Find "Target: plant stem" in the entries below; copy that line through the last, exactly, with no pictures.

============

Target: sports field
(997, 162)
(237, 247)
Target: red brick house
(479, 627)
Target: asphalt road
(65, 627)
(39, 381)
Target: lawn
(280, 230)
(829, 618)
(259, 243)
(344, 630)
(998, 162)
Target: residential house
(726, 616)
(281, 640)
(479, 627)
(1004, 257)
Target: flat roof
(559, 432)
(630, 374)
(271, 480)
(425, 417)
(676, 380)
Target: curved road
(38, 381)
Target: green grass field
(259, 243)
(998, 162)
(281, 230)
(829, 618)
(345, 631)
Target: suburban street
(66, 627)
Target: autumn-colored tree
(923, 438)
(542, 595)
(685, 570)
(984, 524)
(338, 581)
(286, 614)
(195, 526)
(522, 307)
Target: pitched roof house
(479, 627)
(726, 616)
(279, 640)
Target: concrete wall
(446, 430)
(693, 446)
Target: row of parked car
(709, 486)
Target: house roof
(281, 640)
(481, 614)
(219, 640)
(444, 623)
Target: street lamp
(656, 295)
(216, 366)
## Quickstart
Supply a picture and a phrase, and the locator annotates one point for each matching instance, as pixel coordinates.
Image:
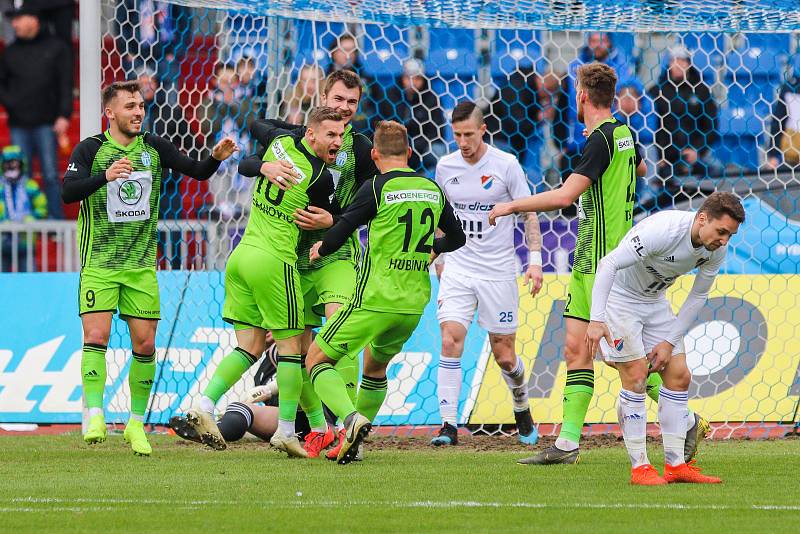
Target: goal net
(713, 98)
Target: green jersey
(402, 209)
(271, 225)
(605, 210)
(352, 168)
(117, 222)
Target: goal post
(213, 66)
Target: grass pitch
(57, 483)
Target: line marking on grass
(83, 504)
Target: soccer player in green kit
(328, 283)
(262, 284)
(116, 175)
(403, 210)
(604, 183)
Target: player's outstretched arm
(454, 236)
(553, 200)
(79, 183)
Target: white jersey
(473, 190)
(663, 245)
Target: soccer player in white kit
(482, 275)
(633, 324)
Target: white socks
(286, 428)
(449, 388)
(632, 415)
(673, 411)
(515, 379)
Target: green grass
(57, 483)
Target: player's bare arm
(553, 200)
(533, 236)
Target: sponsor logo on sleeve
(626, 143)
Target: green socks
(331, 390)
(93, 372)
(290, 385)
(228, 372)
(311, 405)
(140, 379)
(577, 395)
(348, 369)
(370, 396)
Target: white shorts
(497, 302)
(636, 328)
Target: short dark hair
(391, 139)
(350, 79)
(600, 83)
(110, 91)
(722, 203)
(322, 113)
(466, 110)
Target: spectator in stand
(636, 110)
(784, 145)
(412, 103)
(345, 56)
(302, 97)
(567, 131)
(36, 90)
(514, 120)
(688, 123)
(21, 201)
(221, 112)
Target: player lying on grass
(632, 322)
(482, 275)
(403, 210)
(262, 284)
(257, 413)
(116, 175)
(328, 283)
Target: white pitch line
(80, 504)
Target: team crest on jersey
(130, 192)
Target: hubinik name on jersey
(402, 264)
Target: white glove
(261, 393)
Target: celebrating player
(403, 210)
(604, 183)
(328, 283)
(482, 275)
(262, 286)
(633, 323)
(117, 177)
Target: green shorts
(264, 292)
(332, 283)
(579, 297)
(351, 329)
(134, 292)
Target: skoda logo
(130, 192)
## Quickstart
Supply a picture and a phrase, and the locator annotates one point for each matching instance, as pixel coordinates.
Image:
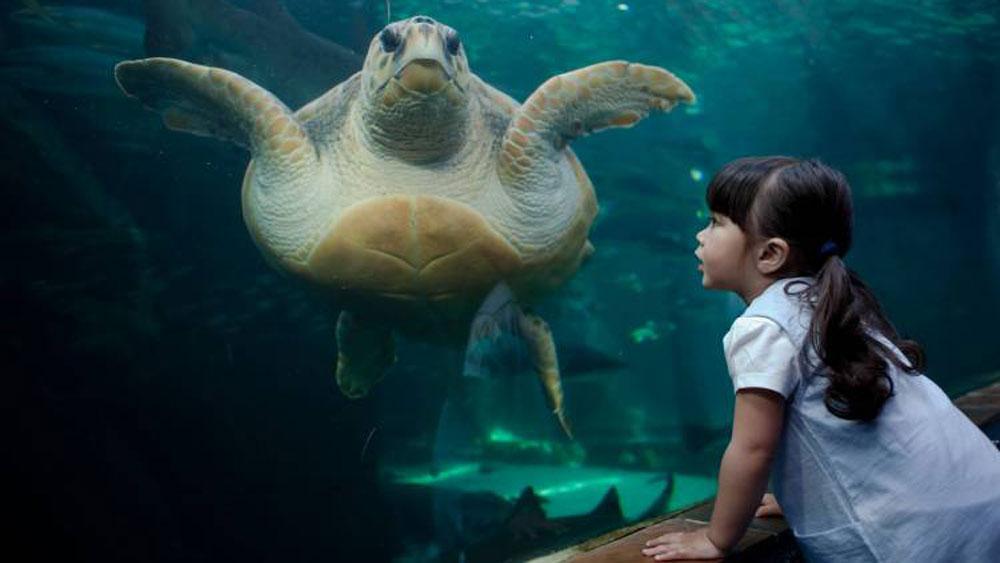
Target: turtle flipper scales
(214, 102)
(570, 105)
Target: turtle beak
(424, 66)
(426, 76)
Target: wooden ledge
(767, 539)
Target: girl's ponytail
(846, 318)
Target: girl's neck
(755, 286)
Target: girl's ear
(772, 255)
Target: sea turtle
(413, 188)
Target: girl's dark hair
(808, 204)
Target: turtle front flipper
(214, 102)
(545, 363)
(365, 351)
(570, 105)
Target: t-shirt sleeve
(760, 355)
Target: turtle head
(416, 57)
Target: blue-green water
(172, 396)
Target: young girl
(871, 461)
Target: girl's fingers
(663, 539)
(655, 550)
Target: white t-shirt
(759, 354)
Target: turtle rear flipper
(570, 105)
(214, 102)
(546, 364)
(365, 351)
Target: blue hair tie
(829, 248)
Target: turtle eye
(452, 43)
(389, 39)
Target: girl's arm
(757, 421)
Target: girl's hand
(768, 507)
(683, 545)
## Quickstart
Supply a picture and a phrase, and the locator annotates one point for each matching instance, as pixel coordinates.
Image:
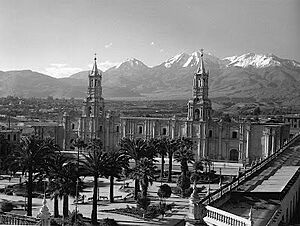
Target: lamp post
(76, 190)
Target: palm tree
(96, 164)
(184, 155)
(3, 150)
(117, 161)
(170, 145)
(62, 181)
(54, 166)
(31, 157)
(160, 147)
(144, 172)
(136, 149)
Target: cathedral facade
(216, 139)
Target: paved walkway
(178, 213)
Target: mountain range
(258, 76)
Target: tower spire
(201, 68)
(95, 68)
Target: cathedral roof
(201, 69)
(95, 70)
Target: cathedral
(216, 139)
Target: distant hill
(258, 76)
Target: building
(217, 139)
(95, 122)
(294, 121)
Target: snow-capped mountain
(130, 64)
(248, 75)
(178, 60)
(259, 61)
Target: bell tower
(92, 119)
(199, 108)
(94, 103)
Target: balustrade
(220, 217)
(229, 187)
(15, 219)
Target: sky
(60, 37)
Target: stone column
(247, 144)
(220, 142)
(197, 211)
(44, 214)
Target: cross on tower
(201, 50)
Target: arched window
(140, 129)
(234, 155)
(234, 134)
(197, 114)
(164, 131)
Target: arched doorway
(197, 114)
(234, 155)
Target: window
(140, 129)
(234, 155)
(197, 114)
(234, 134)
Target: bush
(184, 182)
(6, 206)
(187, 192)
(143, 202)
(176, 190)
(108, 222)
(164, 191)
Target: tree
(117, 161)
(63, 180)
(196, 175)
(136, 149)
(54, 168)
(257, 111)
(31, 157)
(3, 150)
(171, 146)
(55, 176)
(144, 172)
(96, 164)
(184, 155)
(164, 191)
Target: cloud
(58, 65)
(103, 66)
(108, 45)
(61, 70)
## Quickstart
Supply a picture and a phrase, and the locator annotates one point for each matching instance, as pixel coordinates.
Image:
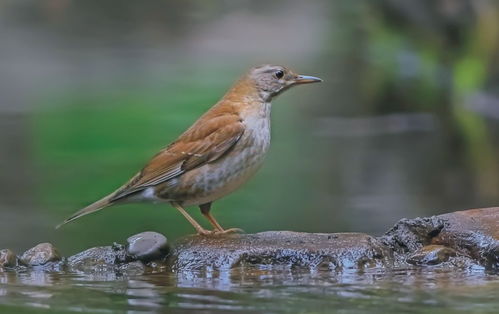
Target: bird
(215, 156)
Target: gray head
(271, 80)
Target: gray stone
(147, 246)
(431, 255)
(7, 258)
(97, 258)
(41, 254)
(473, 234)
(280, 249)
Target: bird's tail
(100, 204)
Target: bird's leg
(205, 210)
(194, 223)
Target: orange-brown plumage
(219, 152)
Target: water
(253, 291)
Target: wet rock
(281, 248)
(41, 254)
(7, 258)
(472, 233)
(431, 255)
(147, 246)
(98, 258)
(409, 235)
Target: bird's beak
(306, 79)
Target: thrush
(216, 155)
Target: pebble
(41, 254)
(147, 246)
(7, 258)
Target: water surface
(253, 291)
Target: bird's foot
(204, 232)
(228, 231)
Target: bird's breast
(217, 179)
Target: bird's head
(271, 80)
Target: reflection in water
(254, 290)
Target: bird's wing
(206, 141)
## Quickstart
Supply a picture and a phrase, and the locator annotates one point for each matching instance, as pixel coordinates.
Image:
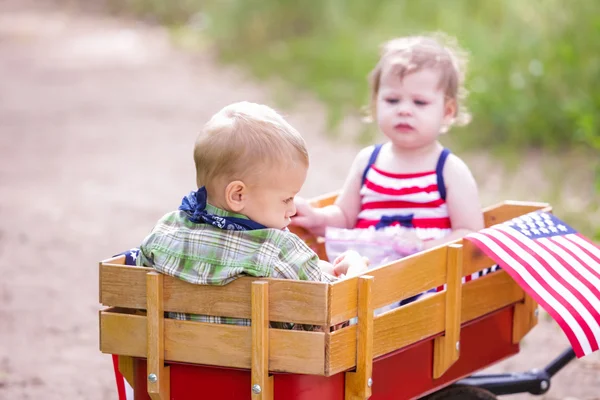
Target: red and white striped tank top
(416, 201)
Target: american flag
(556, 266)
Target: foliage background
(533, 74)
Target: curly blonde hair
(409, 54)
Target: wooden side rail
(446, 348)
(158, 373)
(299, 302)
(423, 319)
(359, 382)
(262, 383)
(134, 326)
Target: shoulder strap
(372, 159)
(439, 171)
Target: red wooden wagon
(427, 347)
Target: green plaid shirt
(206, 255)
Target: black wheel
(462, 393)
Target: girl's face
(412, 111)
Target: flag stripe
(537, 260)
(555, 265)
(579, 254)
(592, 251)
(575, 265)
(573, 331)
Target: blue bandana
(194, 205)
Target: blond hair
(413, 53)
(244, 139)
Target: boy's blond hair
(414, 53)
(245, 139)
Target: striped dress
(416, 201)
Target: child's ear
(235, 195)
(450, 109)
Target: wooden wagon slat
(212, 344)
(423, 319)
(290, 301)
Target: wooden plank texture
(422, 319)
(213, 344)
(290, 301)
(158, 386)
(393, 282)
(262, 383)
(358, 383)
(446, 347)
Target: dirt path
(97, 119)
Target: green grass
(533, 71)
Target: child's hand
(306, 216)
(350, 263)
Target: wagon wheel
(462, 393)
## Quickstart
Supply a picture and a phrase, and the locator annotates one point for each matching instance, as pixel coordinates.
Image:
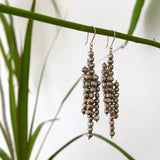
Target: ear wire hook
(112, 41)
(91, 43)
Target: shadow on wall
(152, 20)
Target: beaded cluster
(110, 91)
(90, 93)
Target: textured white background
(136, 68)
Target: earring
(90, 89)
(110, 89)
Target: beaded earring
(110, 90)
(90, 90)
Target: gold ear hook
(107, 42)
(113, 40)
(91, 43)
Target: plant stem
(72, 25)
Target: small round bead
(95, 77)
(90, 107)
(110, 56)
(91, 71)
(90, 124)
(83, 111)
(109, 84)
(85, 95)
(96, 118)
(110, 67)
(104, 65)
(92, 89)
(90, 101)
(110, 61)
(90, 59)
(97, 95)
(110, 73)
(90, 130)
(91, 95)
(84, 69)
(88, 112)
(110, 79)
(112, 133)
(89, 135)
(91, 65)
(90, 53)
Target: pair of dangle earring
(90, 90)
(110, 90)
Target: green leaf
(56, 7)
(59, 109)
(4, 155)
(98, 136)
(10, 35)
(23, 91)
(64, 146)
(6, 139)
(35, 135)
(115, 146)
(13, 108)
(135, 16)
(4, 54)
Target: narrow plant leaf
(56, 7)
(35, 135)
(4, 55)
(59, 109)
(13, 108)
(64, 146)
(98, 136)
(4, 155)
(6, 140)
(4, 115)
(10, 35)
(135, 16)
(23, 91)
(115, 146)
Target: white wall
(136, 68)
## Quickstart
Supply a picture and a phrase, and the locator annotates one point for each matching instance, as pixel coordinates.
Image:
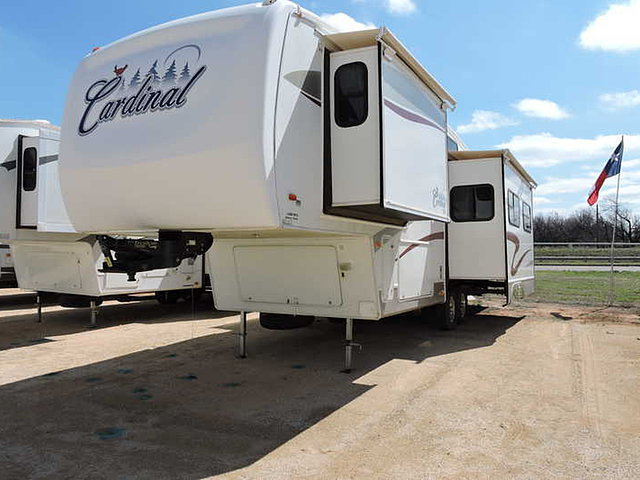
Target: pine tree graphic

============

**RESPONSE AREA**
Target: plant stem
(72, 25)
Target: small round bead
(95, 77)
(90, 107)
(110, 56)
(91, 71)
(90, 124)
(83, 111)
(109, 84)
(85, 95)
(96, 118)
(110, 67)
(104, 65)
(92, 89)
(90, 101)
(110, 61)
(90, 59)
(97, 95)
(110, 73)
(90, 130)
(91, 95)
(84, 69)
(88, 112)
(110, 79)
(112, 133)
(89, 135)
(91, 65)
(90, 53)
Target: pair of dangle earring
(90, 90)
(110, 90)
Target: green leaf
(56, 7)
(59, 109)
(4, 155)
(98, 136)
(10, 35)
(23, 91)
(64, 146)
(6, 139)
(35, 135)
(115, 146)
(13, 108)
(135, 16)
(4, 54)
Target: narrow plant leaf
(56, 7)
(35, 135)
(4, 55)
(59, 109)
(13, 108)
(64, 146)
(98, 136)
(4, 155)
(6, 140)
(4, 115)
(10, 35)
(135, 16)
(23, 91)
(115, 146)
Target: white wall
(136, 68)
## Quickstart
Supply a picture and a phrase, and the locator annotates one point for each matching instance, as pixel coordinates.
Image:
Target: pine tree graphic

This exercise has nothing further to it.